▶ _Supplied material_
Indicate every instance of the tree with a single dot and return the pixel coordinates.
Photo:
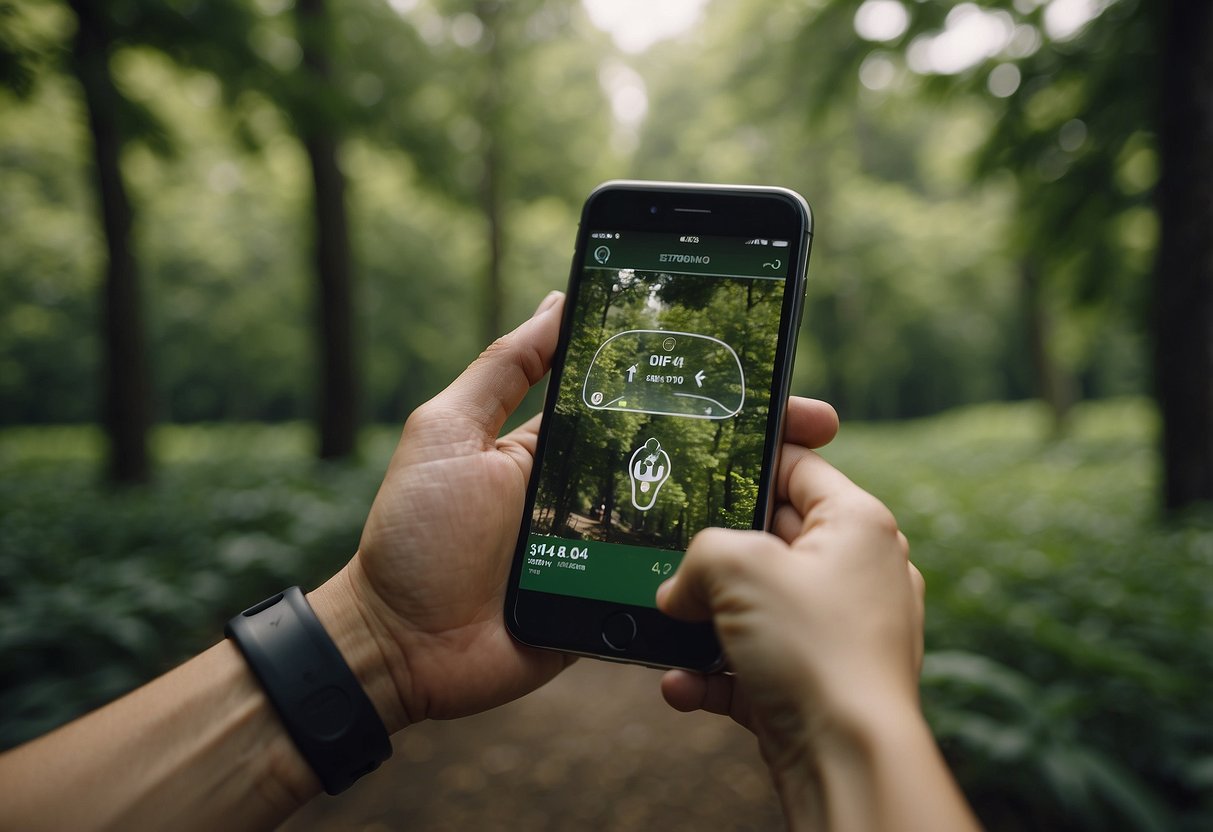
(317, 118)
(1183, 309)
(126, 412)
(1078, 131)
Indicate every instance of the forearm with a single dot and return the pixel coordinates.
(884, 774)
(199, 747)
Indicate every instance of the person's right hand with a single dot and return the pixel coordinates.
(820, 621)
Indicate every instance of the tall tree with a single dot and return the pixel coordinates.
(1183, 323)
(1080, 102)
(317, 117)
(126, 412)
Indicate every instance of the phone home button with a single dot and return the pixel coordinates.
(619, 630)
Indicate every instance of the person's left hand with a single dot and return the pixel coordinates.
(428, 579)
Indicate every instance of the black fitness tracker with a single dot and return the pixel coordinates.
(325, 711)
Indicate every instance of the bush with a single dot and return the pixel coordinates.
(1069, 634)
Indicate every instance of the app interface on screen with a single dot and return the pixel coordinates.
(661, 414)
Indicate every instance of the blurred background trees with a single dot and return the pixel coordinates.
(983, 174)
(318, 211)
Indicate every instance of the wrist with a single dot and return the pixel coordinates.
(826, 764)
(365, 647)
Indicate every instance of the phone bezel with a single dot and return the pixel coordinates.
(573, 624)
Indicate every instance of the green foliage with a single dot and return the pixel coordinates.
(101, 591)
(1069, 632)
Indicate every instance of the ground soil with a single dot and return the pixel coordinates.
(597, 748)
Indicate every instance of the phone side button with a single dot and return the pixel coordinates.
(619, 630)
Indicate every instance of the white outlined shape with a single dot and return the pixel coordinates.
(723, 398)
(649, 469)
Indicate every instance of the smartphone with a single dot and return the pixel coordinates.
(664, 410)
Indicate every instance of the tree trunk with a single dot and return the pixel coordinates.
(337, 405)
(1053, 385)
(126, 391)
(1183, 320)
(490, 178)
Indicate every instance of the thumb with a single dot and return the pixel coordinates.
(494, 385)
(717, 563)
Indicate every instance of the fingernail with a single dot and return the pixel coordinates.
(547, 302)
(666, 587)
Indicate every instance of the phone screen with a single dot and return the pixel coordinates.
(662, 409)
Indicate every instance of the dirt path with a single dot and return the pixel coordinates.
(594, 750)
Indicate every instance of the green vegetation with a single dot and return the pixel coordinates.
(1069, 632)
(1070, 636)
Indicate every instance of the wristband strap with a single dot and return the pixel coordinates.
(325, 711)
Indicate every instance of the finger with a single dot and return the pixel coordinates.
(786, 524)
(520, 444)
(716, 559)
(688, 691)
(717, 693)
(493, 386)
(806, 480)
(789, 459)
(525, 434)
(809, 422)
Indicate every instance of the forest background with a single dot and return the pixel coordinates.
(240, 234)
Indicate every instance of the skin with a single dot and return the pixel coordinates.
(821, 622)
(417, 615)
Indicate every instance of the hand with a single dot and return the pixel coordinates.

▶ _Exercise description_
Please update the listing above by replacing "single dot" with "one point" throughout, changing nothing else. Leave the pictures out of your answer.

▶ _Output for this task_
Indicate every instance of the tree with a one point and return the pixel coordinates.
Photo:
(317, 118)
(1183, 309)
(126, 412)
(1078, 131)
Indicate every instance of the forearm with a one point and return the pixel coordinates.
(884, 774)
(199, 747)
Indicate every instance of the person's right hand with a one point and return the pixel coordinates.
(820, 621)
Indicate every instance of the tall tree with a one point and return the pixel coordinates.
(1183, 323)
(1080, 102)
(317, 117)
(126, 412)
Indicate every instance of the phone home button with a one point and return the pixel coordinates.
(619, 630)
Indicate every instance of the person's left hand with a one point and return the pixel coordinates.
(428, 579)
Indicate every instance of the black fitness tracker with a one point and return the pixel coordinates.
(325, 711)
Indicate every instance of the bush with a one point and return the pixel coordinates.
(1069, 634)
Indicate every instance of the app interface on screen with a one point and return the pixel coordinates.
(661, 414)
Indicate every instance of the blurred background trees with a one point and return the pixel coordinates.
(983, 174)
(318, 211)
Indicate every instance of the wrist with a one point and return the pixel coordinates.
(826, 764)
(365, 647)
Indicate every instance of the phone bezel with a one point and return the pixel coordinates.
(573, 624)
Indicate every instance of the green foliage with a one point and return the pixel coordinates.
(101, 591)
(1069, 632)
Indicate every instance of the ground soil with a one point and return the pixel coordinates.
(597, 748)
Indicate every instance of the phone side button with a one point and return the pixel coordinates.
(619, 630)
Indicate every instance of the white outlined shape with a one point and return the pixel coordinates.
(723, 398)
(649, 469)
Indicate every instance of the smartphone with a one point and return the pixel coordinates.
(664, 410)
Indicate every instance of the tree trunk with a one point and return the pixel coordinates.
(337, 405)
(1053, 385)
(126, 391)
(1183, 320)
(490, 178)
Indicate every instance of the thumb with a one point and return the pixel coordinates.
(494, 385)
(717, 563)
Indicate every instance of the fingernail with a one point and return the pixel coordinates.
(547, 302)
(666, 587)
Indicate every instance of the phone screen with a one point and return the pixel coordinates.
(662, 409)
Indicate every instance of the dirt path with a one point and return the pixel coordinates.
(594, 750)
Indicate every instance of the green vegetation with a one point and return the pixel coordinates.
(1069, 632)
(1070, 636)
Indicate every instance of the wristband strap with a one point and return the pixel coordinates.
(325, 711)
Indicate every instance of the finger with a one point and return the pixel coordinates.
(786, 524)
(520, 444)
(716, 559)
(688, 691)
(717, 693)
(493, 386)
(806, 480)
(789, 459)
(525, 434)
(809, 422)
Indicate every instance of the forest background with a one point and return the pixel coordinates.
(240, 234)
Indicate every instance of the skin with a one point and return the pixel coordinates.
(821, 622)
(417, 615)
Indicate every instance of the hand with a one point and return the pixel coordinates.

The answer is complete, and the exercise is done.